[Passage for review]

People choose where to live based on a few underlying factors: proximity to where they work, preferred amenities like school quality or climate, and connections to social networks of family and friends. But the pandemic may have fundamentally changed some of these factors—loosening the need to live within daily commuting distance of workplaces and increasing preference for larger homes to accommodate telework. According to prevailing media narratives, the pandemic has “supercharged” suburbanization rates and even hastened the death of U.S. cities 

Homebuilders responded to this demand shift in 2020 by increasing single-family home construction in low-density areas, such as small metro area suburbs and small towns. The average size of new single-family homes also increased in 2021, following a period of decline between 2016 and 2020.  

Yet there is still widespread uncertainty around what is actually happening during the pandemic—and our post-pandemic future. One point is clear: Regions remain highly complex. And whatever short-term changes may be happening, planners and other regional leaders cannot lose sight of long-term needs: increasing the supply of smaller, moderately priced homes in compact, climate-friendly development patterns. Leaders can’t just plan for the current moment; they need to plan for a more resilient future. 

Did the pandemic boost demand for suburban living—or just continue long-term trends?

Looking at data on county-level population changes during the first year of the pandemic shows some evidence of flight from the densest, most expensive cities and major metro areas. But this largely continues pre-pandemic trends. Between July 1, 2020 and July 1, 2021, many core urban counties (those home to the largest city within a metro area) continued to experience greater population losses than their neighboring suburban counties.

[/Passage for review]
[Information supplied]

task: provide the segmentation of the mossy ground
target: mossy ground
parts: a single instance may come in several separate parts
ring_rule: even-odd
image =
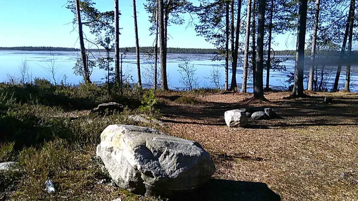
[[[137,196],[113,185],[95,157],[100,135],[108,125],[144,125],[127,118],[136,112],[137,106],[128,105],[131,109],[121,114],[87,116],[91,107],[99,103],[114,101],[126,105],[131,99],[140,103],[142,92],[127,91],[124,98],[109,96],[93,86],[62,91],[50,86],[52,92],[58,92],[50,94],[47,90],[40,93],[37,87],[28,86],[36,94],[30,97],[17,93],[26,91],[22,87],[7,90],[8,87],[0,87],[0,125],[2,131],[6,130],[0,138],[0,162],[16,161],[23,170],[2,173],[5,175],[0,176],[0,198],[161,199]],[[284,100],[289,93],[269,92],[265,96],[269,101],[262,102],[252,100],[248,93],[217,92],[156,93],[160,118],[169,126],[155,128],[199,142],[210,153],[217,168],[207,183],[182,199],[358,197],[358,94],[309,93],[311,98]],[[58,102],[58,94],[72,103]],[[332,97],[332,102],[323,102],[324,96]],[[186,97],[181,98],[183,102],[176,101],[181,97]],[[81,101],[86,104],[74,103]],[[227,110],[264,106],[272,108],[283,118],[251,120],[245,128],[225,124]],[[44,190],[47,177],[54,182],[54,193]],[[104,179],[106,181],[97,184]]]

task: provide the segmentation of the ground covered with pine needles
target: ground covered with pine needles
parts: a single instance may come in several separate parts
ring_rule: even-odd
[[[124,99],[95,86],[41,86],[0,88],[0,162],[16,161],[21,170],[0,172],[0,200],[166,200],[137,196],[111,182],[95,150],[102,131],[115,124],[152,127],[198,142],[210,153],[217,169],[212,178],[174,200],[358,197],[357,93],[307,92],[311,98],[285,99],[289,92],[269,92],[263,102],[249,93],[158,92],[158,118],[169,126],[163,127],[129,119],[139,111],[128,103],[121,113],[88,115],[103,102],[139,105],[142,90],[128,91]],[[324,102],[324,97],[333,100]],[[225,123],[227,110],[261,107],[282,118],[250,119],[246,128]],[[54,193],[44,190],[48,177]]]

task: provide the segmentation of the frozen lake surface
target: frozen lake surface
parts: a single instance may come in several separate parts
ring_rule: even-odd
[[[56,79],[59,82],[63,77],[63,75],[67,77],[67,82],[74,84],[77,84],[82,82],[81,76],[76,76],[73,74],[73,67],[74,65],[77,58],[79,56],[77,52],[56,51],[53,52],[54,57],[55,59],[55,65],[59,67],[57,73]],[[103,55],[105,53],[102,53]],[[114,57],[113,53],[111,53],[112,57]],[[22,62],[26,61],[29,67],[29,71],[32,77],[50,77],[49,73],[44,67],[48,66],[51,62],[51,55],[48,51],[26,51],[19,50],[0,50],[0,82],[6,82],[8,79],[8,75],[20,77],[19,66]],[[241,55],[241,57],[242,55]],[[142,74],[146,74],[146,72],[150,69],[149,66],[153,63],[153,61],[148,59],[144,55],[141,55],[141,67]],[[218,69],[221,72],[221,84],[223,85],[224,81],[225,60],[220,61],[212,61],[213,55],[211,54],[170,54],[168,55],[167,59],[167,70],[168,75],[168,84],[169,88],[172,89],[181,88],[183,86],[180,82],[180,74],[178,71],[178,64],[183,62],[182,58],[186,58],[190,60],[189,63],[194,65],[196,69],[196,76],[198,77],[199,86],[200,87],[213,87],[214,85],[209,80],[205,78],[210,77],[211,71],[213,69]],[[290,56],[276,56],[276,58],[285,59],[289,57],[287,61],[281,63],[286,66],[287,70],[285,72],[271,72],[270,74],[270,87],[276,89],[282,89],[288,86],[288,84],[285,81],[287,79],[286,75],[290,72],[294,72],[294,61],[291,59]],[[131,83],[137,82],[136,69],[136,65],[135,54],[132,53],[127,53],[126,57],[123,60],[124,73],[127,73],[131,75],[131,79],[129,82]],[[229,65],[229,67],[230,65]],[[327,66],[327,69],[332,69],[332,77],[330,82],[334,81],[337,70],[336,66]],[[342,72],[340,79],[339,88],[343,89],[344,87],[344,82],[345,77],[345,67],[342,67]],[[357,66],[351,67],[352,77],[351,80],[351,90],[352,91],[358,92],[358,74],[357,73],[358,69]],[[231,83],[231,69],[229,69],[229,84]],[[158,72],[159,74],[159,73]],[[91,75],[92,81],[103,82],[102,78],[105,77],[106,73],[104,70],[98,69],[94,69]],[[251,74],[249,73],[249,74]],[[239,63],[237,73],[237,80],[238,85],[241,89],[242,83],[242,64]],[[158,75],[160,76],[160,74]],[[263,73],[264,87],[266,80],[266,72]],[[142,75],[142,82],[151,84],[151,80],[146,79],[145,76]],[[332,88],[333,84],[328,85],[329,89]],[[305,84],[305,87],[306,84]],[[249,78],[248,84],[248,90],[252,91],[252,79]]]

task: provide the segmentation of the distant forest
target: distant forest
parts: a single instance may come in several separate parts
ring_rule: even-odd
[[[94,49],[96,50],[97,49]],[[120,48],[121,52],[135,53],[135,47]],[[153,50],[153,47],[141,47],[140,51],[141,53],[150,52]],[[4,47],[0,47],[0,50],[15,50],[26,51],[78,51],[78,48],[62,48],[61,47],[45,47],[45,46],[22,46]],[[106,52],[105,49],[100,49],[101,52]],[[112,52],[113,52],[112,51]],[[172,54],[213,54],[217,53],[217,49],[202,49],[202,48],[168,48],[167,53]],[[241,53],[243,54],[243,52]],[[276,55],[295,55],[295,50],[277,50],[275,51]]]

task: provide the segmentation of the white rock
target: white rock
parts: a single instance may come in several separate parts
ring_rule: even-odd
[[[97,155],[120,187],[146,195],[193,190],[215,171],[197,143],[139,126],[112,125],[101,134]]]
[[[247,117],[242,110],[229,110],[225,112],[224,115],[226,125],[229,127],[243,127],[248,124]]]

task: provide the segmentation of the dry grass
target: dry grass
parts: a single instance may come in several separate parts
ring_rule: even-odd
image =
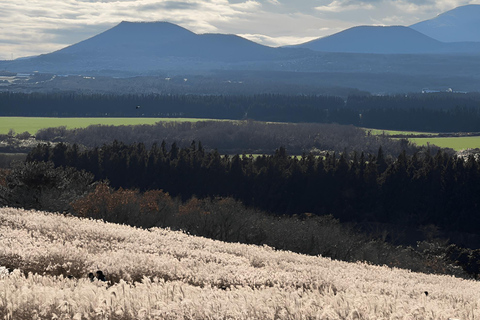
[[[1,319],[480,317],[471,280],[11,208],[0,265]]]

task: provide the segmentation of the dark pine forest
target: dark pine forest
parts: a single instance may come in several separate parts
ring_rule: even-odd
[[[274,215],[332,214],[342,222],[442,230],[480,230],[480,161],[429,150],[396,158],[363,153],[304,154],[285,148],[267,156],[222,156],[201,143],[126,145],[115,141],[80,151],[77,145],[38,145],[27,161],[51,161],[108,180],[113,188],[162,189],[184,201],[233,197]]]

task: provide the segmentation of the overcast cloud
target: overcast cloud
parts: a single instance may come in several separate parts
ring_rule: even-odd
[[[355,25],[410,25],[480,0],[0,0],[0,59],[48,53],[121,21],[168,21],[280,46]]]

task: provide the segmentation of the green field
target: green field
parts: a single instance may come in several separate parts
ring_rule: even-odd
[[[464,136],[464,137],[437,137],[438,133],[433,132],[414,132],[414,131],[393,131],[393,130],[381,130],[381,129],[368,129],[363,128],[366,132],[370,131],[373,135],[382,135],[387,136],[391,135],[405,135],[408,141],[411,141],[419,146],[426,146],[428,144],[436,145],[441,148],[452,148],[456,151],[464,149],[475,149],[480,148],[480,136]],[[428,136],[432,137],[422,137],[414,138],[413,136]]]
[[[35,134],[43,128],[66,126],[67,129],[86,128],[92,124],[104,125],[136,125],[155,124],[159,121],[196,122],[211,119],[192,118],[35,118],[35,117],[0,117],[0,134],[6,134],[10,129],[15,133],[28,131]]]
[[[452,148],[456,151],[480,148],[480,137],[441,137],[441,138],[408,138],[419,146],[434,144],[442,148]]]
[[[438,133],[433,132],[418,132],[418,131],[395,131],[395,130],[382,130],[382,129],[369,129],[369,128],[362,128],[366,132],[370,131],[370,134],[375,136],[386,135],[386,136],[394,136],[394,135],[405,135],[405,136],[423,136],[423,135],[437,135]]]

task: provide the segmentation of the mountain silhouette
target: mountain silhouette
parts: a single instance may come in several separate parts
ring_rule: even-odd
[[[480,5],[457,7],[410,27],[443,42],[480,42]]]
[[[296,47],[324,52],[434,54],[480,52],[480,45],[447,44],[403,26],[359,26]]]
[[[61,50],[11,63],[43,72],[216,69],[286,59],[301,51],[267,47],[236,35],[195,34],[168,22],[122,22]],[[13,69],[12,68],[12,69]]]

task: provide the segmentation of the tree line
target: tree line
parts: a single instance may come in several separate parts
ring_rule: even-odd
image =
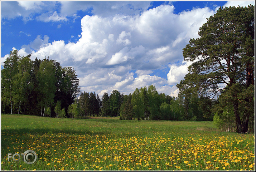
[[[122,120],[212,120],[211,108],[214,101],[194,95],[185,98],[159,94],[151,85],[136,88],[129,95],[113,90],[108,95],[82,92],[73,104],[72,114],[76,118],[89,116],[116,117]],[[71,113],[72,113],[71,112]]]
[[[235,123],[236,132],[247,133],[255,119],[254,9],[221,7],[207,19],[200,37],[183,49],[184,60],[193,63],[177,84],[177,97],[159,94],[153,85],[128,95],[114,90],[101,99],[92,92],[78,97],[73,68],[62,68],[49,58],[21,58],[14,50],[2,70],[2,112],[58,117],[120,116],[126,120],[213,119],[221,129],[229,131]]]
[[[159,94],[154,86],[136,88],[129,95],[113,90],[101,99],[95,92],[80,92],[79,79],[71,67],[45,57],[20,57],[10,52],[1,70],[2,112],[57,118],[117,117],[120,119],[205,121],[212,100]],[[207,108],[206,108],[207,107]]]
[[[255,16],[251,5],[220,8],[207,19],[200,37],[183,49],[184,60],[193,63],[177,84],[184,95],[215,97],[214,123],[229,130],[234,122],[241,133],[255,119]]]
[[[75,70],[62,68],[49,57],[32,60],[30,56],[20,57],[14,50],[4,62],[1,75],[2,113],[57,117],[62,112],[66,116],[79,92]],[[56,105],[61,110],[54,110]]]

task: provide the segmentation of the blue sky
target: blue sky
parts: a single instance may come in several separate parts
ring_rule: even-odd
[[[1,64],[13,49],[72,66],[81,91],[101,96],[153,84],[177,96],[191,64],[182,49],[218,8],[253,1],[1,1]]]

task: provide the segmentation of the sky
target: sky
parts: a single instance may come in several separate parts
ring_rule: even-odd
[[[100,97],[153,84],[177,97],[191,62],[182,49],[220,6],[254,1],[1,1],[1,63],[13,49],[71,66]]]

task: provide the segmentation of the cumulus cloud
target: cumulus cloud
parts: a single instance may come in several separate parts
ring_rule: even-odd
[[[192,64],[192,62],[183,61],[181,65],[177,66],[171,65],[170,71],[167,74],[168,83],[169,85],[175,85],[184,79],[185,75],[188,73],[188,67]]]
[[[128,93],[153,84],[161,91],[166,89],[166,94],[174,94],[172,85],[185,74],[187,65],[171,67],[167,80],[153,75],[152,71],[182,59],[182,49],[189,39],[198,36],[199,28],[214,12],[194,9],[178,15],[173,13],[174,8],[161,5],[141,15],[86,16],[77,42],[50,43],[48,37],[38,36],[23,48],[27,52],[30,49],[33,59],[49,56],[62,66],[73,67],[82,90],[100,93],[116,89]],[[178,70],[182,70],[179,74],[174,72]]]
[[[115,89],[129,94],[136,88],[152,84],[159,93],[177,96],[176,84],[191,64],[182,61],[182,49],[190,38],[198,38],[200,27],[216,13],[206,7],[177,14],[171,5],[146,10],[149,2],[82,3],[61,1],[59,13],[45,13],[38,19],[65,21],[74,11],[91,11],[94,15],[81,20],[78,41],[49,43],[48,36],[38,36],[19,51],[32,52],[33,59],[49,56],[62,66],[72,66],[80,78],[81,90],[95,91],[100,96]],[[140,6],[133,5],[136,3]],[[26,8],[32,10],[30,6]],[[109,14],[103,14],[103,7]],[[154,70],[167,67],[170,70],[166,77],[153,74]]]
[[[42,38],[41,35],[37,35],[33,42],[29,45],[23,45],[21,48],[24,49],[24,51],[28,54],[30,54],[34,50],[39,50],[40,48],[46,46],[48,43],[49,38],[49,36],[47,35],[45,35],[43,38]]]

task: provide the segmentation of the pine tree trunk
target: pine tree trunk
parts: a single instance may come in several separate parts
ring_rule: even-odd
[[[19,105],[19,110],[18,110],[18,114],[20,114],[20,103]]]
[[[237,103],[234,103],[233,104],[233,107],[234,107],[234,113],[236,117],[236,124],[237,133],[242,133],[241,119],[240,119],[240,116],[238,112],[238,104]]]
[[[43,117],[44,116],[44,112],[45,111],[45,105],[46,105],[46,102],[44,104],[44,115],[43,116]]]

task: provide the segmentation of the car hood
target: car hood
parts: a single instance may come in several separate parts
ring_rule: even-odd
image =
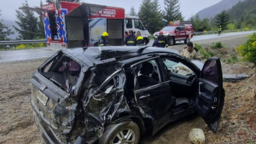
[[[201,62],[200,60],[192,60],[191,62],[195,64],[200,70],[202,70],[204,66],[204,63]]]

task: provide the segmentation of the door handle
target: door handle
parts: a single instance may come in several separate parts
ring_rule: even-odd
[[[140,97],[140,99],[143,99],[143,98],[146,98],[146,97],[148,97],[148,96],[150,96],[150,95],[148,94],[148,95],[143,95],[143,96],[141,96]]]

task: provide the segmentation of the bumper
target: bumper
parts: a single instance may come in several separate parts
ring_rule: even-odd
[[[46,143],[49,144],[65,144],[61,141],[60,139],[55,135],[52,129],[48,126],[47,124],[44,124],[42,119],[35,116],[35,123],[38,126],[38,128],[40,130],[42,136]],[[77,140],[74,141],[74,144],[88,144],[86,141],[84,141],[80,136],[77,138]]]

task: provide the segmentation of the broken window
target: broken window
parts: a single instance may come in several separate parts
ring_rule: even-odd
[[[139,88],[145,88],[160,83],[159,66],[155,60],[139,63],[133,66]]]
[[[68,55],[60,52],[39,68],[39,72],[55,85],[69,92],[77,84],[81,66]]]

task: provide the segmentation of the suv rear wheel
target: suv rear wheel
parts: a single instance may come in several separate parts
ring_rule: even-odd
[[[99,144],[137,144],[140,140],[140,130],[133,121],[125,121],[107,126]]]

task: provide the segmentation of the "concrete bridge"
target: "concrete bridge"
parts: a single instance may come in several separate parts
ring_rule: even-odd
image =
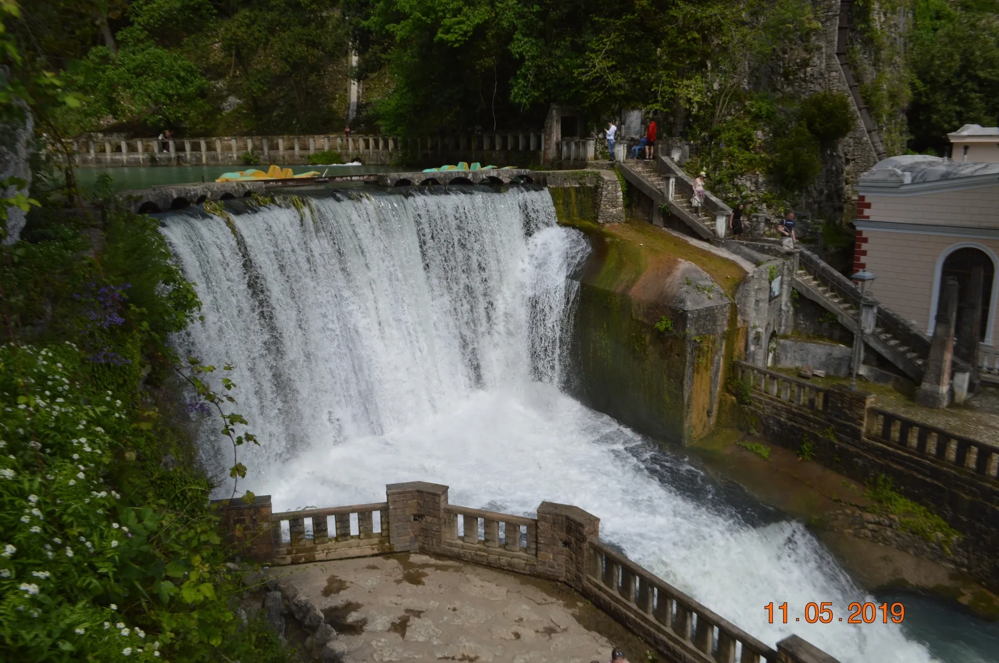
[[[231,200],[265,195],[294,189],[328,186],[337,182],[363,181],[380,186],[434,186],[449,184],[547,184],[547,171],[523,168],[489,170],[441,170],[436,172],[370,172],[365,174],[330,175],[294,179],[261,179],[258,181],[211,181],[191,184],[165,184],[132,189],[118,194],[118,205],[138,213],[155,213],[183,209],[206,200]],[[557,179],[555,177],[554,179]],[[558,185],[555,183],[555,185]]]

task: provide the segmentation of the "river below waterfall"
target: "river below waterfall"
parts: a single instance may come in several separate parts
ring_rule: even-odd
[[[556,225],[546,190],[337,192],[247,208],[233,229],[194,208],[162,218],[204,304],[174,342],[233,364],[235,410],[261,442],[241,450],[241,485],[276,510],[379,501],[418,480],[492,510],[576,504],[601,538],[771,645],[793,632],[843,663],[917,663],[934,660],[923,641],[960,638],[922,633],[933,620],[807,624],[808,602],[846,617],[875,599],[800,523],[562,391],[588,243]],[[204,462],[224,468],[231,447],[205,426]],[[792,623],[767,623],[771,601]]]

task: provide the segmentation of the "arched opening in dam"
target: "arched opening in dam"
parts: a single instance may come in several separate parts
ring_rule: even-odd
[[[203,302],[173,342],[234,366],[235,410],[261,443],[240,452],[243,487],[276,508],[376,501],[406,481],[509,513],[571,503],[771,645],[793,632],[843,663],[932,660],[897,624],[767,623],[771,601],[873,599],[800,523],[573,398],[589,244],[546,189],[336,192],[231,224],[177,210],[161,230]],[[209,426],[203,460],[226,467]]]

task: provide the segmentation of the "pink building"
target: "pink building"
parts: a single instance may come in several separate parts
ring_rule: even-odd
[[[999,140],[999,134],[994,138]],[[963,156],[963,145],[954,144],[955,155]],[[986,147],[976,157],[991,156]],[[874,295],[926,334],[933,333],[940,284],[957,277],[960,307],[970,296],[972,269],[982,267],[978,340],[987,368],[995,365],[993,346],[999,345],[999,287],[994,283],[999,272],[999,150],[995,157],[993,163],[923,155],[886,159],[861,175],[854,221],[854,271],[874,272]]]

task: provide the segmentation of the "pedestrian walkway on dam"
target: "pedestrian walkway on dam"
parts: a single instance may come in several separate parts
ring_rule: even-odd
[[[275,567],[285,593],[305,595],[336,638],[320,660],[606,661],[645,649],[606,614],[564,585],[426,554],[402,553]],[[325,658],[323,656],[325,655]],[[308,660],[308,658],[306,659]]]

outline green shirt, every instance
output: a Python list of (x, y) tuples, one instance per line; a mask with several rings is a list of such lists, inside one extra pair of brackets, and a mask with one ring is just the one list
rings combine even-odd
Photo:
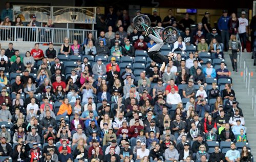
[[(19, 56), (19, 57), (20, 57), (20, 56)], [(15, 62), (16, 58), (17, 57), (16, 57), (16, 55), (12, 56), (12, 57), (11, 57), (11, 60), (10, 60), (10, 61), (13, 62)], [(23, 62), (23, 58), (22, 58), (22, 57), (20, 57), (20, 60), (21, 60), (22, 62)]]

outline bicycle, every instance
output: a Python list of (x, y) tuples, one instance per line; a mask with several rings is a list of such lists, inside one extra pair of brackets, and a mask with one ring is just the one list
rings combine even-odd
[[(133, 19), (133, 24), (135, 29), (139, 32), (145, 31), (148, 27), (151, 28), (150, 26), (151, 21), (146, 15), (141, 14), (135, 16)], [(158, 37), (154, 30), (151, 28), (151, 30), (156, 37)], [(161, 36), (164, 42), (167, 43), (173, 43), (178, 40), (179, 32), (176, 28), (169, 26), (164, 29)]]

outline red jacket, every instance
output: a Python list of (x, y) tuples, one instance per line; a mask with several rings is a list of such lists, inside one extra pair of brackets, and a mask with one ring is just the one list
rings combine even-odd
[[(89, 148), (89, 150), (88, 151), (88, 158), (91, 158), (92, 157), (92, 155), (93, 155), (92, 152), (93, 150), (94, 150), (94, 147), (93, 146), (92, 146)], [(95, 150), (94, 150), (94, 152), (95, 152)], [(103, 155), (103, 151), (101, 147), (99, 148), (99, 154)]]
[[(120, 67), (117, 63), (116, 63), (116, 71), (120, 72)], [(106, 66), (106, 72), (111, 71), (112, 70), (112, 63), (110, 63)]]

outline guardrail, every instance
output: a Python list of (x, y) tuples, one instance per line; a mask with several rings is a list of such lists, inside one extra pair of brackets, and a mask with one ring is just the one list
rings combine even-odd
[(0, 26), (0, 41), (26, 41), (46, 43), (51, 41), (55, 44), (61, 44), (68, 37), (71, 42), (76, 39), (82, 43), (87, 35), (92, 33), (97, 37), (97, 31), (86, 29), (53, 28), (26, 26)]

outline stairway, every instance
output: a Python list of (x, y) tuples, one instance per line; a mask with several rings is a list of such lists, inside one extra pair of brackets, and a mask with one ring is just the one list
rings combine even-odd
[[(228, 69), (232, 71), (232, 66), (229, 56), (225, 53), (225, 62)], [(238, 63), (238, 73), (231, 72), (231, 77), (232, 78), (233, 86), (232, 88), (234, 90), (237, 101), (239, 102), (239, 107), (243, 110), (245, 118), (245, 126), (247, 127), (247, 139), (249, 141), (251, 151), (252, 155), (256, 155), (256, 117), (254, 117), (254, 110), (251, 109), (252, 91), (251, 87), (254, 87), (254, 94), (256, 90), (256, 77), (255, 76), (255, 66), (253, 66), (253, 60), (251, 58), (251, 53), (242, 53), (242, 68), (240, 68), (240, 62)], [(245, 59), (248, 66), (249, 72), (253, 72), (253, 76), (250, 78), (251, 89), (250, 95), (248, 95), (248, 89), (245, 88), (245, 82), (243, 82), (243, 78), (241, 76), (241, 72), (243, 72), (244, 60)]]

[/Information supplied]

> **Exercise instructions**:
Return the stretch of the passage on pandemic-era housing demand from "Homebuilders responded to" through "2016 and 2020.", word for word. The rows above play no part in this work.

> **Result**:
Homebuilders responded to this demand shift in 2020 by increasing single-family home construction in low-density areas, such as small metro area suburbs and small towns. The average size of new single-family homes also increased in 2021, following a period of decline between 2016 and 2020.